The task:
Count the lines in the rows below that contain the word "parka", and reply with that number only.

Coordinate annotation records
Start

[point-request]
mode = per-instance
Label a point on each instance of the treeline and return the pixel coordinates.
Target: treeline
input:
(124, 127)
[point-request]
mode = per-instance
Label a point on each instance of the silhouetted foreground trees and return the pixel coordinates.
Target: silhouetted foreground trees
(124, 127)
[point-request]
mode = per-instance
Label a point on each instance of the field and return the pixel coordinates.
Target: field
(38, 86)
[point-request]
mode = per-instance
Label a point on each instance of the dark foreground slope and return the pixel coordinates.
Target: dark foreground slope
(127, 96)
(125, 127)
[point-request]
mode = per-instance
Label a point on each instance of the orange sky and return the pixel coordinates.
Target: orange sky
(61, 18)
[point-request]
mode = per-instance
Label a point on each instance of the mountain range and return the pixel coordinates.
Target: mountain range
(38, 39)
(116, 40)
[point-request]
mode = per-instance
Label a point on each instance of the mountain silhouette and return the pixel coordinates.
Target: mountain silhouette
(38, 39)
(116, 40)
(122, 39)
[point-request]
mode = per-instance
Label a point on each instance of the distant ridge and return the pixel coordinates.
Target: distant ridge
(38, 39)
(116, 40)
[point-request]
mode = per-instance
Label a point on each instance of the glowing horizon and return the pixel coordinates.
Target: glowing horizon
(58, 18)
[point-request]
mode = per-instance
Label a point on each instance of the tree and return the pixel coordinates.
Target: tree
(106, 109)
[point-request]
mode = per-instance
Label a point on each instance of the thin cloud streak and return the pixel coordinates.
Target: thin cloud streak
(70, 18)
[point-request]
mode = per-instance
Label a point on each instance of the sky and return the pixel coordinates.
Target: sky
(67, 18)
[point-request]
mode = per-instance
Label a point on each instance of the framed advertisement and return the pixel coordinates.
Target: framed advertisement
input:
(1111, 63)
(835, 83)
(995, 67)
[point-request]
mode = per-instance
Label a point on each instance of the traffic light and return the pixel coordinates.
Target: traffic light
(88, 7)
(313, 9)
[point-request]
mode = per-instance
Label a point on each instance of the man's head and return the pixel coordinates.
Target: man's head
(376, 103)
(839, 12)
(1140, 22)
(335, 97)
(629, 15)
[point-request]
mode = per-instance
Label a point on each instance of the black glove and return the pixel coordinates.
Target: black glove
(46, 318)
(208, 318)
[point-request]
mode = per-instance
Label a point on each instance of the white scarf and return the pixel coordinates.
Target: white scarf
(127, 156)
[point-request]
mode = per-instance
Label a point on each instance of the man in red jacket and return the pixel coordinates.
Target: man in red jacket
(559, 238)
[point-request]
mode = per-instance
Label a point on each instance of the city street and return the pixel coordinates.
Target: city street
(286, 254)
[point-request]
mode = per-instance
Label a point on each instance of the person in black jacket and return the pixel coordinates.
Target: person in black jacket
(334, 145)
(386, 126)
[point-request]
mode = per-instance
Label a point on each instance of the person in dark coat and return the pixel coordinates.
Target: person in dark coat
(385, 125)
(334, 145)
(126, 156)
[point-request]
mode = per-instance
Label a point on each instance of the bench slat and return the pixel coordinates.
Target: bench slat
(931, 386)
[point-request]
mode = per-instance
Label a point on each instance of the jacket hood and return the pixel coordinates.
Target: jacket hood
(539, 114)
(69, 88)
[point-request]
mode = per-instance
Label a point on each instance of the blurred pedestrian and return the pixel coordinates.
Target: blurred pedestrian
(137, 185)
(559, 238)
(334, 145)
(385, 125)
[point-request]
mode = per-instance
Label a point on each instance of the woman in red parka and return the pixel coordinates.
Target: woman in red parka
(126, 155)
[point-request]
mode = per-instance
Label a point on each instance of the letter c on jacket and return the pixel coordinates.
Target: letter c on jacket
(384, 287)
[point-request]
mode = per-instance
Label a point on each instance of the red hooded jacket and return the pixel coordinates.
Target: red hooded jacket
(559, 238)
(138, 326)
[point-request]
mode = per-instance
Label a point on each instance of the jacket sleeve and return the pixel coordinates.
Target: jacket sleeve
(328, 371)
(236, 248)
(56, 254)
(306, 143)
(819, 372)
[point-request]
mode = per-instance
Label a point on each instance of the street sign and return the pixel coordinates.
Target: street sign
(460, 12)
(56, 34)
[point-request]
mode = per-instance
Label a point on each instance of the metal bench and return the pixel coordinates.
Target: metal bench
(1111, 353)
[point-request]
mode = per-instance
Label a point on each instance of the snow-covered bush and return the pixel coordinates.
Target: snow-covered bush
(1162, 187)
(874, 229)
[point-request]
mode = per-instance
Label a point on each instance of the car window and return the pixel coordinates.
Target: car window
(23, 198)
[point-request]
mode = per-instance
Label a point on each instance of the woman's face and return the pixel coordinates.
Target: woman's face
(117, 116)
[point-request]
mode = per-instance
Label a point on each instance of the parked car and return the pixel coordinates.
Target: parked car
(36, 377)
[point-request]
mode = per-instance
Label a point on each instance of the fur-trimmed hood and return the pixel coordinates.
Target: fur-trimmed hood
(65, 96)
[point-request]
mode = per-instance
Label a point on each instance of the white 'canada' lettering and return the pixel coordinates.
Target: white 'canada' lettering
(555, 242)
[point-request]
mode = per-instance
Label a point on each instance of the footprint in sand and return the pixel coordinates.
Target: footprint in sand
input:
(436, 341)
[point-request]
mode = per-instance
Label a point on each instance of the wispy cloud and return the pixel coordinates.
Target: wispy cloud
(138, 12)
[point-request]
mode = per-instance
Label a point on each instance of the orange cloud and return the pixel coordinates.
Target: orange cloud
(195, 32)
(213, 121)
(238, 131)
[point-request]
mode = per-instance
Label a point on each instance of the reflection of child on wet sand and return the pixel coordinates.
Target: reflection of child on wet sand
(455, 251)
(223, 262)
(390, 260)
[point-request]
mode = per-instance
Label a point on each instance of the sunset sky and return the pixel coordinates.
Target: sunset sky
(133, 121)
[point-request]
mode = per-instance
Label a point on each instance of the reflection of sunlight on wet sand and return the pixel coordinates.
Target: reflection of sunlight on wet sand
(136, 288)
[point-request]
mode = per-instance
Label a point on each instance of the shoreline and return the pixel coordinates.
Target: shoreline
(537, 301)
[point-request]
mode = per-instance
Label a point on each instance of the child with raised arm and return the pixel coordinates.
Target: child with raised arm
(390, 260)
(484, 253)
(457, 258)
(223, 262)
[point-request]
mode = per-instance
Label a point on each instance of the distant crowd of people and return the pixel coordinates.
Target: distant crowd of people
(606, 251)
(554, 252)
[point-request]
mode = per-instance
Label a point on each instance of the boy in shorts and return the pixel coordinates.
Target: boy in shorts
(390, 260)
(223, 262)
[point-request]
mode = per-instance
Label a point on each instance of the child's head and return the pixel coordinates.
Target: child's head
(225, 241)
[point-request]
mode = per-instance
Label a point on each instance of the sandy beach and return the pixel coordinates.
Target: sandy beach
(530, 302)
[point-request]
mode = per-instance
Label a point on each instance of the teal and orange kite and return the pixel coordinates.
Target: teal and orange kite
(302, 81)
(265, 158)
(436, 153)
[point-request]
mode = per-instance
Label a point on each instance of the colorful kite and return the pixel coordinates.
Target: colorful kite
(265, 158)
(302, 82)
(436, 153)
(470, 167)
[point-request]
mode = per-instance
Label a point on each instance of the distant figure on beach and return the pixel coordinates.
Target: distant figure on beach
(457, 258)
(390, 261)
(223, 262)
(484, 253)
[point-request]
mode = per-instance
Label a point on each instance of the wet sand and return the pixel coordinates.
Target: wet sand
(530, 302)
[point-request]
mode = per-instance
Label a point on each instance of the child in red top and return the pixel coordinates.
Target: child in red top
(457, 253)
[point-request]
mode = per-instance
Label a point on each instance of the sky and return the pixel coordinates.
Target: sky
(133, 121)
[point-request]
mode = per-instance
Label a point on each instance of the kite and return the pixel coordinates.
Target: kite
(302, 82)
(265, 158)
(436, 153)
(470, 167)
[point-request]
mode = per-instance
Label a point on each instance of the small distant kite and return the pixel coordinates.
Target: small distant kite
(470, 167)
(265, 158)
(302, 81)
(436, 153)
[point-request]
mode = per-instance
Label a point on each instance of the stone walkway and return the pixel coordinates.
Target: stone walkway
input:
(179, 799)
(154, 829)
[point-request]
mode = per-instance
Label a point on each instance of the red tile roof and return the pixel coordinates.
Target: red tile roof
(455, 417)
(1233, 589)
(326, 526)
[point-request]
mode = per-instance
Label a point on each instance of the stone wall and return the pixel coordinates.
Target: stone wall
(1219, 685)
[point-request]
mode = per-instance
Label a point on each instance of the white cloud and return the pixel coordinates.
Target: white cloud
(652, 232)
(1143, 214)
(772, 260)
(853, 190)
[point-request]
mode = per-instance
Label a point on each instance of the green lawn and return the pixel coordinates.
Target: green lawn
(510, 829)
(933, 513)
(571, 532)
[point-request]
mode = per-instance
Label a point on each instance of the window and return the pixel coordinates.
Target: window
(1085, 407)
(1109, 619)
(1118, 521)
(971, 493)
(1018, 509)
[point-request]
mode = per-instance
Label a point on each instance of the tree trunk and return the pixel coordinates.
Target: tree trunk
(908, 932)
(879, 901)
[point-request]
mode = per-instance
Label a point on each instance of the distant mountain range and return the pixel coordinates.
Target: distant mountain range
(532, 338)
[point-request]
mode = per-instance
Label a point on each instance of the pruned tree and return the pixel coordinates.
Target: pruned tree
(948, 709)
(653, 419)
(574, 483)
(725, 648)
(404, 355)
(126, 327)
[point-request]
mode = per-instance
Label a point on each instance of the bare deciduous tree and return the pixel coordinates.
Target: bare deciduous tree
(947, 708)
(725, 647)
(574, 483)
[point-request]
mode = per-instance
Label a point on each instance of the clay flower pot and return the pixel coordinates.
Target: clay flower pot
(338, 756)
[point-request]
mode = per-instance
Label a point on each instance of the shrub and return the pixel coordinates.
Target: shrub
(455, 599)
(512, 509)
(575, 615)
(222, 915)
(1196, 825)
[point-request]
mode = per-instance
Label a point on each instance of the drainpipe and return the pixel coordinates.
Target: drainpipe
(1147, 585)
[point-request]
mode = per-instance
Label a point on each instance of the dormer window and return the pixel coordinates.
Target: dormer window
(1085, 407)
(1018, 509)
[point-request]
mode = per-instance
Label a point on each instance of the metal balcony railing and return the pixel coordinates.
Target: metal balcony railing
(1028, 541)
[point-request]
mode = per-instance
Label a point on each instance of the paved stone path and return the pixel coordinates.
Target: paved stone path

End

Solution to the problem:
2